- [WHAT TO WORK ON]
Please write out the complete listing that follows, exactly as it reads.

RECORD EXTRACTS section start

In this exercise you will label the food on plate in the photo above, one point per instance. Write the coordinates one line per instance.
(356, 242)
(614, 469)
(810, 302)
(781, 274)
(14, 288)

RECORD EXTRACTS section end

- [SOLUTION TO THIS PROBLEM]
In this exercise you will label the food on plate in the photo above, one point per instance. Write the coordinates one line per instance.
(356, 242)
(614, 469)
(810, 302)
(781, 274)
(14, 288)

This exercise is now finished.